▸ Фрагмент текста:
****************

Когда мама захотела забрать в департаменте здравоохранения свое личное дело, оказалось, что оно странным образом исчезло. Министр Наби Камьяр, пытаясь замять скандал, дал ей возможность участвовать в конкурсе и сдавать экзамены на право обучения по любой специальности, по ее выбору. На следующий год мама на шесть месяцев уехала в Прагу стажироваться в гинекологии. Курс она закончила первой. Вернувшись в Кабул, мама заявила министру:

– Я благодарна вам, но теперь ухожу – не хочу работать под началом советских властей.

Камьяру удалось уговорить ее остаться и работать с ними в Министерстве здравоохранения. Три года спустя мама все-таки ушла со службы, но время от времени работала в больнице по контракту. До прихода в Кабул талибов...

Мама не пряталась дома, она вовсе не собиралась заниматься только кухней и воспитанием младшей дочери, потому что никогда особенно не любила домашнюю работу. Папа как-то даже нанял кухарку, чтобы его любимая жена могла спокойно лечить своих больных. Мама переносит отсутствие работы гораздо хуже своих дочерей. Мы с Сорайей молоды, надежда не потеряна, как говорит папа. А вот для мамы, которая с каждым днем вынужденного безделья все глубже погружается в апатию, он опасается худшего.

Когда папа с кем-нибудь видится или его друзья навещают нас, говорят все об одном и том же: кошмар, ужас, насилие. Разве можно смириться со страшным рассказом о том, как женщине прилюдно отрубили пальцы только за то, что она покрыла ногти лаком?! Папа, как может, старается оберегать маму от этих жестокостей.

К несчастью, иногда ужас настигает нас и в стенах родного дома. Однажды, в начале зимы 1997 года, мы слышим с улицы истошный женский крик:

– Мой сын не виноват! Он не виноват!

Посмотрев в окно, я узнаю мать Аймаля, юноши из соседнего дома. Трое талибов бьют его прикладами своих автоматов, бьют жестоко, методично, стараясь попасть по ребрам.

Мы с Сорайей отскакиваем от окна в страхе, что нас заметят, но крики Аймаля разрывают нам душу.

Потом наступает тишина: талибы ушли, внизу, на улице, несчастная мать рыдает над безжизненным телом сына. Приехавшие врачи бессильны: час спустя Аймаль умер.

Дауд потом выяснил, что произошло. Аймаль пригласил друзей посмотреть фильм, несмотря на действовавший запрет. Талибы ворвались в квартиру, застигнув "на месте преступления" шестерых подростков, которым было по пятнадцать и семнадцать лет. Они разбили телевизор, видеомагнитофон, разорвали пленку и выволокли всех на улицу. Там они спросили, чья была кассета, и Аймаль признался. В наказание они потребовали, чтобы юноши надавали друг другу пощечин, а для афганца это ужасно унизительно. Одному из мучителей показалось, что Аймаль бьет недостаточно сильно, он подошел к нему и сказал:

– Я покажу тебя, как это делается! – и начал избивать его, сначала кулаками, потом прикладом. Мать Аймаля попыталась вмешаться, талиб дал ей пощечину, потом толкнул на ограду из колючей проволоки, и они все вместе продолжили линчевание.

****************

▸ Фрагмент набора данных:
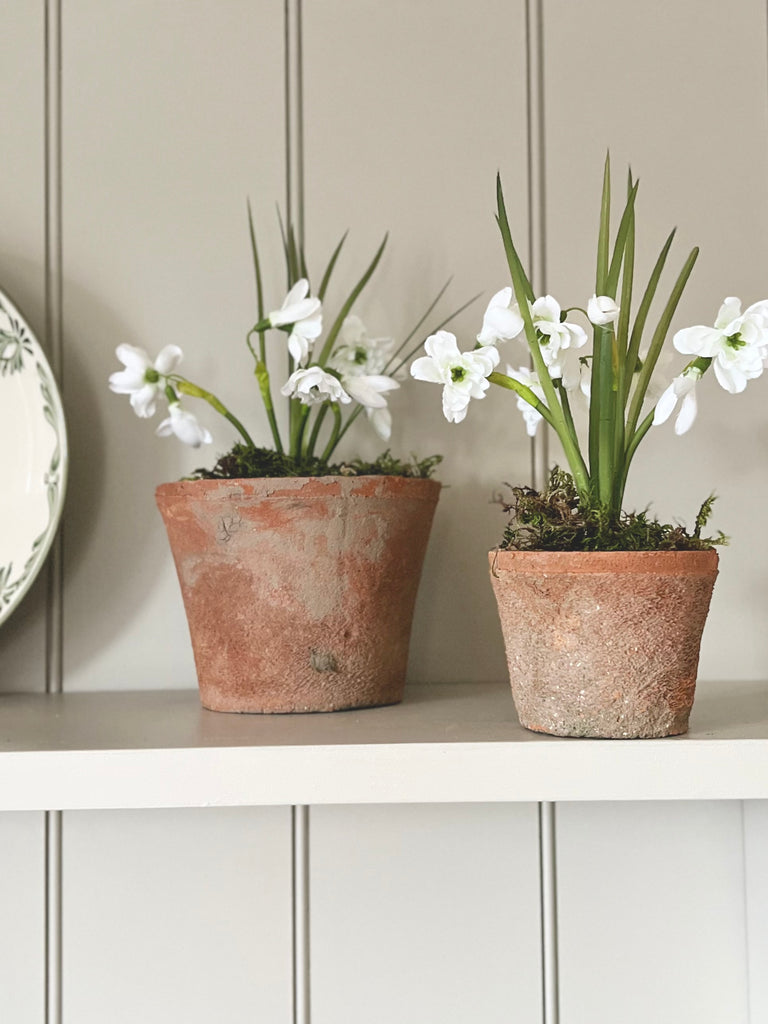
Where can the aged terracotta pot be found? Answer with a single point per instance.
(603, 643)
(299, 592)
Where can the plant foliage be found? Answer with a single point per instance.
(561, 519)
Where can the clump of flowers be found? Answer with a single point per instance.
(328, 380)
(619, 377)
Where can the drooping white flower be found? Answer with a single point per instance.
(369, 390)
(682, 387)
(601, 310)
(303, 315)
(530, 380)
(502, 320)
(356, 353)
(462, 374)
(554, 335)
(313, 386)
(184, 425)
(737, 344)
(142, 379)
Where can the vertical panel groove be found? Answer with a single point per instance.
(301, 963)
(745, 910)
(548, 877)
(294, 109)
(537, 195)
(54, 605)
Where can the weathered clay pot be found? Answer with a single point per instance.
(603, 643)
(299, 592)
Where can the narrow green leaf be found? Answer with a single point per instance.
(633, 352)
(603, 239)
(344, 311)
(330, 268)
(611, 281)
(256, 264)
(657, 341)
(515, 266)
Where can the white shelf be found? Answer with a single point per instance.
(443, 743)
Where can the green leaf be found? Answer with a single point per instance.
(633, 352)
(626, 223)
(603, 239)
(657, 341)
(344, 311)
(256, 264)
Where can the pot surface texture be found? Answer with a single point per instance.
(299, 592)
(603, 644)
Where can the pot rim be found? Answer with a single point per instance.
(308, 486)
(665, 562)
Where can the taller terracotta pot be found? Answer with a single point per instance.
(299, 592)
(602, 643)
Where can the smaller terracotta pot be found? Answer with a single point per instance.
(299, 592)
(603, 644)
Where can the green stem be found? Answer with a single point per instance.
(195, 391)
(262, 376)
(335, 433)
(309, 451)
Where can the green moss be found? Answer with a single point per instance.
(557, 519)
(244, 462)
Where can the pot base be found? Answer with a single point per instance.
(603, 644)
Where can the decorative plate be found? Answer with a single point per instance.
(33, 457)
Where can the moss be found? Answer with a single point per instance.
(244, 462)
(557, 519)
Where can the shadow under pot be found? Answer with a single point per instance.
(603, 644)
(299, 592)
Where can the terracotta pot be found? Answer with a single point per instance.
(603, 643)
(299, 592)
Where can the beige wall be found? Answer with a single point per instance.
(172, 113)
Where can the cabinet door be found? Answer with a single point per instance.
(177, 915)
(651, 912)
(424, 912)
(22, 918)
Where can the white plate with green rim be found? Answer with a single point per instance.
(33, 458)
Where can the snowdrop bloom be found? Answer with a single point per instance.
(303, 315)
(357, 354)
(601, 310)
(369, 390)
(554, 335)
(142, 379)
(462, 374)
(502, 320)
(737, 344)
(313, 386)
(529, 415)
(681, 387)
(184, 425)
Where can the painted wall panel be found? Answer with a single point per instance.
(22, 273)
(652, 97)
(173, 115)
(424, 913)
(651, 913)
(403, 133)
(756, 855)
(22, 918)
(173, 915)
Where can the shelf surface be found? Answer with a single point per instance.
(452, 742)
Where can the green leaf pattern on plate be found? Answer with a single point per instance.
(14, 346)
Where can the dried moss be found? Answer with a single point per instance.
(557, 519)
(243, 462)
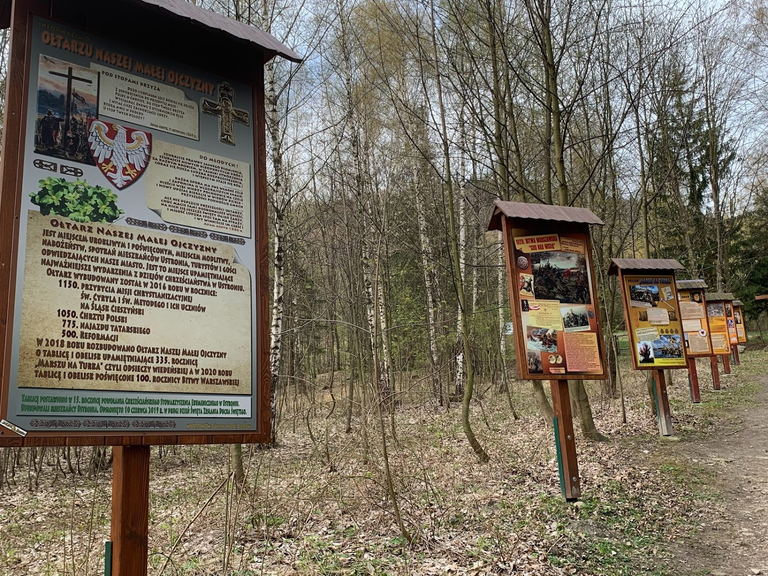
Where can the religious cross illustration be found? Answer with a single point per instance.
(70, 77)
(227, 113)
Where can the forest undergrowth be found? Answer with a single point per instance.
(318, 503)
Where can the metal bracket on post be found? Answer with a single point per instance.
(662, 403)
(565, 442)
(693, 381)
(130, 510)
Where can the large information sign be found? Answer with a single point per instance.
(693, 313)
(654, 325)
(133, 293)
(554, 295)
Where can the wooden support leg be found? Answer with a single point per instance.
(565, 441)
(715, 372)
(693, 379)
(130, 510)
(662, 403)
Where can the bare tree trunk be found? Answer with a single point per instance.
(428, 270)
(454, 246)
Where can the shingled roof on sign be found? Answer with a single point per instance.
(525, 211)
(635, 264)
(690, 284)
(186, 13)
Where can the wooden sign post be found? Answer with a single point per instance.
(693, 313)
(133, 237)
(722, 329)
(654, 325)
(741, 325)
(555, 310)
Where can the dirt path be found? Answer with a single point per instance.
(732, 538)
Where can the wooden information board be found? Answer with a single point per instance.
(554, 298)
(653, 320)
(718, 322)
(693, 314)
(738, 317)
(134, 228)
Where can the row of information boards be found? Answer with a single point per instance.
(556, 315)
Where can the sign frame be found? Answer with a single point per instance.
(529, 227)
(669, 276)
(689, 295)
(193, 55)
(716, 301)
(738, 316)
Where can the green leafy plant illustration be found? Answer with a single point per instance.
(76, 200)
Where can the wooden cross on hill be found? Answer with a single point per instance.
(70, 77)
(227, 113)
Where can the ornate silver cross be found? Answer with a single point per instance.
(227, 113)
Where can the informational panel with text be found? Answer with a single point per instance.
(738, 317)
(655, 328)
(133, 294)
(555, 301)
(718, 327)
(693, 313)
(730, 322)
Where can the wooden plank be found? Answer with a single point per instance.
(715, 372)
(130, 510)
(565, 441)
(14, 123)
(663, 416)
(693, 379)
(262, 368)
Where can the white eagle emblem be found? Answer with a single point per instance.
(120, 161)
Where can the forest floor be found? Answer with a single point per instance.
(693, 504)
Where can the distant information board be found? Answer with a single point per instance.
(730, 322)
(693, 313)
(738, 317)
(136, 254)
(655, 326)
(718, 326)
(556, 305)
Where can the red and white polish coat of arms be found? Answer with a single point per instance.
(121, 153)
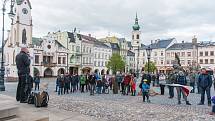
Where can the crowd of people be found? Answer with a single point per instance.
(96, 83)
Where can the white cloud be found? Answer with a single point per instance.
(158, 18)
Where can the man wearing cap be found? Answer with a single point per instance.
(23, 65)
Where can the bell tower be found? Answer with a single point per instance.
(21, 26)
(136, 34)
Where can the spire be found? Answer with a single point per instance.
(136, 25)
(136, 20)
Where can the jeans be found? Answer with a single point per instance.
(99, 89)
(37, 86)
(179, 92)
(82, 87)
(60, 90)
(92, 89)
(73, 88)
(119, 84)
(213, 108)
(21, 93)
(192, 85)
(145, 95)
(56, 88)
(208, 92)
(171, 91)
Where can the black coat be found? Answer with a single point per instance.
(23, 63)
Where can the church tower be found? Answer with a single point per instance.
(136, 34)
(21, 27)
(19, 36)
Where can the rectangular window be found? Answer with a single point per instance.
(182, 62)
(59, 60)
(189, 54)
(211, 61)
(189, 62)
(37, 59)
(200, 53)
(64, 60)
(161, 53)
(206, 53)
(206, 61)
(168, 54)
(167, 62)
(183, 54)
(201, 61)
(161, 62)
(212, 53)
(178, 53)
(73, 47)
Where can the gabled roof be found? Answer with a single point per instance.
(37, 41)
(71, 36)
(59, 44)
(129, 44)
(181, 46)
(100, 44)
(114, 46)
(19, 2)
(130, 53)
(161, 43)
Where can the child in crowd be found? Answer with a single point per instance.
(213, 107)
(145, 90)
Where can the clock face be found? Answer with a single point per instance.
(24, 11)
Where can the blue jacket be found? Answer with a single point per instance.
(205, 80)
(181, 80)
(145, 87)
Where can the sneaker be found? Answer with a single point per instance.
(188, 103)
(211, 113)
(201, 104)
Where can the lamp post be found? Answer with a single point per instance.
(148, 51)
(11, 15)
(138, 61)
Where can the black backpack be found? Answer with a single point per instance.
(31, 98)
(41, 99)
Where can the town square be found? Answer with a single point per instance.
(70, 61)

****************

▸ Ваше задание: На сколько месяцев мама уехала стажироваться в Прагу, согласно фрагменту о жизни семьи в Кабуле? Этот материал дан отдельно и с текстом не связан.

▸ Ответ на задание: На шесть месяцев.